▶ **Exercise instructions**
Repeat the entire listing exactly as written.

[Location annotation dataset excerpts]
* * * * * * *

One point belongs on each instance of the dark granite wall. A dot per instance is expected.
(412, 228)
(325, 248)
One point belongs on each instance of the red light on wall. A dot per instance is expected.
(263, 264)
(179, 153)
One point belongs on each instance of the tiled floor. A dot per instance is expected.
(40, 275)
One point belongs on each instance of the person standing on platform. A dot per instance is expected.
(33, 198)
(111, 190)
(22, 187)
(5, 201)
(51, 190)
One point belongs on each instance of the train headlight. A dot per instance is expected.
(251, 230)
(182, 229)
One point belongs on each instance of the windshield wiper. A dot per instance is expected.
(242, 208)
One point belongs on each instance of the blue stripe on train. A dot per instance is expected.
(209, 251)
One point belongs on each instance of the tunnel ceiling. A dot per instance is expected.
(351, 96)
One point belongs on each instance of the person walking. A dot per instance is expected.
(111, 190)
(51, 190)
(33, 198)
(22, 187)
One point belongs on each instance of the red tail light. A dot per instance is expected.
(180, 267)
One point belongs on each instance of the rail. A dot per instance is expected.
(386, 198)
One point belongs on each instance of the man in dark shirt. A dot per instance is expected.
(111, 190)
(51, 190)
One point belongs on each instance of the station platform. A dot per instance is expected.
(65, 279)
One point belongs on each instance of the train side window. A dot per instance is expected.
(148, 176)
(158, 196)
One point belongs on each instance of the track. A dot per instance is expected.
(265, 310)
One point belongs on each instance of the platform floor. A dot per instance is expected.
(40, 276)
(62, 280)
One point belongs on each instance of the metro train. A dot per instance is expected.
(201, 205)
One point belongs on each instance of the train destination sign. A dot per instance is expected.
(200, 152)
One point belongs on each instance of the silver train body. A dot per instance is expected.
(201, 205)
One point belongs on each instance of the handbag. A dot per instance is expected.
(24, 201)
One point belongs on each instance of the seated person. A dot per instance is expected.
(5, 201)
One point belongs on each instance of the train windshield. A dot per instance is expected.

* * * * * * *

▶ **Task answer**
One point belongs on each instance of the dark granite wall. A dot per instance is expected.
(412, 228)
(325, 248)
One point belongs on each instance of the red light on wall. A dot per instance is expected.
(263, 264)
(179, 153)
One point belongs on each instance of the tiled floor. A dot per instance is expected.
(40, 275)
One point belongs on each instance of the person standing on platform. A dot per instance is expected.
(33, 198)
(111, 190)
(22, 187)
(5, 201)
(51, 190)
One point belongs on each instance of the train headlight. A dot per instance is expected.
(251, 230)
(182, 229)
One point belongs on each instance of the windshield wiper. A dot per instance is expected.
(242, 208)
One point belongs on each instance of the blue stripe on train. A dot per instance is expected.
(209, 251)
One point belongs on each instance of the tunnel ceiling. A dot per instance is expected.
(351, 96)
One point belongs on each instance of the person walking. A dot per instance is expected.
(111, 190)
(51, 190)
(33, 198)
(22, 187)
One point belongs on each instance of the red tail light. A dot per instance is expected.
(180, 267)
One point belongs on each instance of the rail. A dot per instance is expected.
(386, 198)
One point belongs on each instance of the man in dark shirt. A dot per instance is expected.
(111, 190)
(51, 190)
One point belongs on each instance of the station platform. A dot per instance is expected.
(65, 279)
One point belongs on each instance of the train side window. A dot per instance is expected.
(148, 176)
(158, 196)
One point belongs on each instance of the track. A dot per instance is expected.
(265, 310)
One point belongs on each instance of the platform floor. A dot per instance is expected.
(40, 276)
(62, 280)
One point belongs on each instance of the metro train. A dot per instance is expected.
(201, 205)
One point belongs on each instance of the train destination sign. A dot per instance is expected.
(200, 152)
One point belongs on each instance of the silver train body. A dot per instance is expected.
(201, 205)
One point belongs on each instance of the handbag. A dot per instance is expected.
(24, 201)
One point belongs on each instance of the seated person. A dot per instance is expected.
(5, 201)
One point belongs on each instance of the train windshield. A dot per instance is expected.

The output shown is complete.